List every side effect that the notice about Imcivree below names as most common in clinical trials.

EXTRACT -
· · · · · · ·

EMA has recommended granting a marketing authorisation in the European Union (EU) for Imcivree (setmelanotide) to support weight loss and -management in patients from 6 years of age with obesity caused by the following rare genetic disorders: pro-opiomelanocortin (POMC) deficiency – including proprotein convertase subtilisin/kexin type 1 (PCSK1) deficiency – and leptin receptor (LEPR) deficiency in adults and children. These conditions must be confirmed by genetic testing before a patient can start treatment with Imcivree.

POMC, PCSK1 or LEPR deficiency affect the melanocortin 4 receptor (MC4R) pathway which is responsible for transmission of signals about when to eat and when to stop eating. Patients with these deficiencies continuously feel hungry and become severely obese early in life – often beginning in infancy. These conditions are extremely rare. Fewer than 50 patients with POMC deficiency, 90 with LEPR deficiency and 50 with PCSK1 deficiency have been reported worldwide thus far.

Setmelanotide, the active substance contained in Imcivree, works by activating a pathway in the brain that controls appetite and feeling full. This helps patients eating less and losing weight.

The opinion of EMA’s human medicines committee (CHMP) is mainly based on two studies which evaluated 21 participants. During the course of the studies 80% of POMC patients and 45.5% of LEPR patients achieved at least 10% weight loss after approximately one year of treatment.

The most common side effects observed in clinical trials were reactions at the site of the injection, darkening of the skin, nausea and headache.

The opinion adopted by the CHMP is an intermediary step on Imcivree’s path to patient access. The recommendation will now be sent to the European Commission for the adoption of a decision on an EU-wide marketing authorisation. Once a marketing authorisation has been granted, decisions about price and reimbursement will take place at the level of each Member State, taking into account the potential role or use of this medicine in the context of the national health system of that country.

· · · · · · ·

DATASET ENTRIES -
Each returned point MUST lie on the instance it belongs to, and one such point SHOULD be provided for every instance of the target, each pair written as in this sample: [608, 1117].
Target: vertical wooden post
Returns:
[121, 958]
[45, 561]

· · · · · · ·

TASK RESPONSE -
- Reactions at the site of the injection
- Darkening of the skin
- Nausea
- Headache